____ Supplied passage
2.3.2. Hyperspectral image acquisition and data extraction

Before collecting hyperspectral images, we calibrated the black-and-white board to produce the corrected image and then set the moving speed of the electric control platform to 1.7 mm/s and the exposure time of the camera to 6 ms. When collecting spectral information from the sample, we placed each seed on the electric control displacement table. The camera scanned the whole platform as it moved. We then collected 50 seeds from each batch, for a total of 1150 seeds. The hyperspectral image acquisition process was completed in the dark box.

Before extracting spectral information, an HSI analyzer (Isuzu Optics Corp., Taiwan, China) was used to correct the spectral image, as shown in equation (1), where I is the corrected hyperspectral image. I₀ is the original hyperspectral image; B is the blackboard file image (reflectivity close to 0%), and W is the whiteboard file image (reflectivity close to 100%).

\begin{array}{l} I = \frac{I_{0} - B}{W - B} & (1) \end{array}

After the black-and-white plate was corrected, the single seed was separated from the background of the hyperspectral image. The background and seeds were separated by setting a threshold and obtaining the region of interest (ROI) by morphological filtering and mask processing. Due to the large noise interference in the head and tail bands, only the reflection spectra of 765 bands within 400-1000 nm of each seed were extracted for subsequent modeling and analysis. Among them, the VIS included 490 reflectance data points in the range of 400-780 nm, and the NIR included 275 reflectance data points in the range of 780-1000 nm.

2.4. Spectra preprocessing

Spectral information is inevitably affected by various factors, and spectral preprocessing is used to improve the usefulness of spectral data (Esquerre et al., 2012). This study compared three spectral preprocessing methods, including multiplicative scatter correction (MSC), standard normal variable (SNV), and first derivative (FD). From the latter, MSC and SNV were used to consider the addition/multiplication effect and scattering effect in spectral data (Silalahi et al., 2018; Wu et al., 2019). FD helps delete baseline offset (Qu and Liu, 2017). These preprocessing methods eliminate the external interference generated during the acquisition of hyperspectral images. In this study, a suitable preprocessing method was selected based on the preprocessing effect of various preprocessing methods on the raw spectral data.

2.5. Selection of effective wavelengths

The presence of high dimensional data and a large amount of redundant information in hyperspectral images can affect the modelling speed. Therefore, it is important to use the variable selection method during the analysis and processing of hyperspectral data. In this study, successive projection algorithms (SPA), uninformative variable elimination (UVE), and competitive adaptive reweighted sampling (CARS) were used to select EWs.
________
== Given instruction A ==
Condense the paragraph in the hyperspectral seed imaging passage above that begins "Before collecting hyperspectral images" into a short bulleted list, keeping its settings and seed counts.
== Given instruction B ==
Pick up the hyperspectral seed imaging passage above after its final sentence and write the paragraph that follows.
____ Supplied records
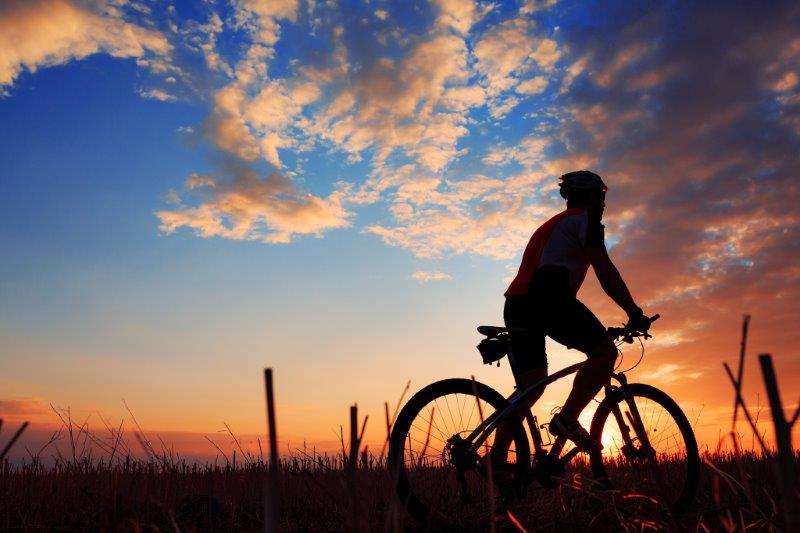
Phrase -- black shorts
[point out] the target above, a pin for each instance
(549, 309)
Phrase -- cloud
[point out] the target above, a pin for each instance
(457, 14)
(270, 209)
(36, 34)
(435, 275)
(24, 408)
(669, 372)
(509, 50)
(157, 94)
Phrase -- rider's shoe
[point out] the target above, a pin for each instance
(572, 430)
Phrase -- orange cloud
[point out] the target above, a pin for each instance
(271, 209)
(35, 34)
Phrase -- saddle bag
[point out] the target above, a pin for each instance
(492, 350)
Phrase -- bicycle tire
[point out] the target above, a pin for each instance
(677, 493)
(427, 512)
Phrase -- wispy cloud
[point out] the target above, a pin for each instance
(248, 207)
(36, 34)
(434, 275)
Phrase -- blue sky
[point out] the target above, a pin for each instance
(342, 190)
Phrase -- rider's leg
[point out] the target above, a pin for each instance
(590, 379)
(503, 437)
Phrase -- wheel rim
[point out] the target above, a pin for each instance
(448, 480)
(655, 470)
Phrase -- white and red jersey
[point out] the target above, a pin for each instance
(561, 241)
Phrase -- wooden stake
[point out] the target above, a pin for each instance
(739, 374)
(786, 467)
(13, 440)
(272, 493)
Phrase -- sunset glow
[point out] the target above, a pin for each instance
(342, 191)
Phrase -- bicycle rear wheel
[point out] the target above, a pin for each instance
(439, 482)
(657, 459)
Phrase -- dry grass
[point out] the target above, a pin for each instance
(170, 494)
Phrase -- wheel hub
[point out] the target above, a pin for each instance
(457, 453)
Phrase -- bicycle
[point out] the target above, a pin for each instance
(444, 432)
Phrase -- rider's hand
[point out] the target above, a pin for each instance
(637, 321)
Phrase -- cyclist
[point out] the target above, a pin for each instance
(541, 301)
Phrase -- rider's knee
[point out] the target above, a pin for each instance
(606, 352)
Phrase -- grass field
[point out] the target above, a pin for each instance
(319, 493)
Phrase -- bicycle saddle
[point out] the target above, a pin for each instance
(491, 331)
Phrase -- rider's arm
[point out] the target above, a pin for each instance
(610, 279)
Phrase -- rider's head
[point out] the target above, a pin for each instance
(583, 189)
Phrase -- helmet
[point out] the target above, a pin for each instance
(581, 181)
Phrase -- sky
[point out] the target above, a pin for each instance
(342, 190)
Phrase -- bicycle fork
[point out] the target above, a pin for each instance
________
== Task result A ==
- The black-and-white board was calibrated to produce the corrected image.
- The electric control platform moved at 1.7 mm/s, and the camera exposure time was 6 ms.
- Each seed was placed on the electric control displacement table, and the camera scanned the whole platform as it moved.
- 50 seeds were collected from each batch, for a total of 1150 seeds.
- Image acquisition was completed in the dark box.

== Task result B ==
SPA can extract low collinearity and low redundancy variables to avoid the influence of information overlap and collinearity. When the SPA method is used to optimize the wave band, multiple linear regression models can be established one by one for different wave segment subsets, and the root means square error (RMSE) value can be calculated, in which the number of variables corresponding to the lowest RMSE is the optimal EWs (Galvão et al., 2008; Zhang et al., 2018b). UVE can remove the wavelength variables that contribute less to the modeling and select the characteristic wavelength variables. The removed wavelength variables are called non-information variables. UVE and CARS establishment are based on the PLS algorithm. To select non-informative variables, the UVE algorithm adds a group of white noise variables with the same number of original variables to the PLS model and obtains the regression coefficient corresponding to each variable based on the cross-leave method of the PLS model. The stable value of each variable coefficient is divided by the standard deviation, their quotient is compared with the stable value obtained from the random variable matrix, and those wavelength variables that are invalid for modeling are deleted as random variables. (Put et al., 2006; Wang et al., 2020) In CARS algorithm, adaptive weighted sampling (ARS) is used to retain the points with large absolute values of regression coefficients in the PLS model as a new subset each time, and remove the points with small weights. Then, the PLS model is established based on the new subset. After multiple calculations, the subset with the smallest cross-validation root mean square error (RMSECV) of the PLS model is selected as the characteristic wavelength. (Zhang et al., 2018a; Zhou et al., 2020a)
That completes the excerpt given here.